• **Text to read**:
★ ★ ★

Risk Management

Risk management involves identifying threats to business and creating ways to reduce their impact. The goal of risk management is to use knowledge about potential losses and risks to avoid, reduce or transfer the risk before unexpected events occur. Risk exposure varies widely from industry to industry and even from business to business within the same industry.

Unexpected losses can derail even established, well-run businesses. When used in combination, risk management and insurance provide business owners with a powerful underpinning of security.

Adopting good risk management techniques will have the added benefit of improving your company’s operations. It can also distinguish you from your competitors. Nothing is more appealing to prospective clients than a firm that is quality-driven.


The insurance industry has developed a simple six-step process to manage business risk:

  • Identify risks – Closely examine your operations to determine where and how losses might occur
  • Evaluate loss potential – Determine the likely frequency and impact of losses
  • Define risk control techniques – Decide what loss control measures might be put in place to avoid, transfer and reduce impact. Is your insurance coverage adequate?
  • Implement risk control techniques – Put your controls in place
  • Monitor results – Develop management systems and standards that define safe operations for your firm
  • Evaluate results and adjust when necessary

Insurance policies are not on anyone’s top 10 list of reading material. Most people only read their policy after a loss. Unfortunately, they sometimes find inaccuracies or exclusions that adversely affect the outcome of their claim.

Reading policies ahead of time helps avoid this unpleasant surprise. The insurance policy is divided into 6 main sections. Knowing these sections and what they contain will help you quickly move through your coverage contract.

★ ★ ★

• **Provided data**:
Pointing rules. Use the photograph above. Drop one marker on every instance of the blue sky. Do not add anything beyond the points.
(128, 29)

★ ★ ★

• **Goals**:
[a] In the risk management passage, copy the wording from "Unexpected losses can" to "underpinning of security." word for word.
[b] Using the risk management passage, answer these:
(i) What does it say varies widely from industry to industry?
(ii) When do most people read their insurance policy?
(iii) Into how many main sections is an insurance policy divided?

• **Complete answers**:
[a]
Unexpected losses can derail even established, well-run businesses. When used in combination, risk management and insurance provide business owners with a powerful underpinning of security.

[b]
(i) Risk exposure
(ii) Only after a loss
(iii) Six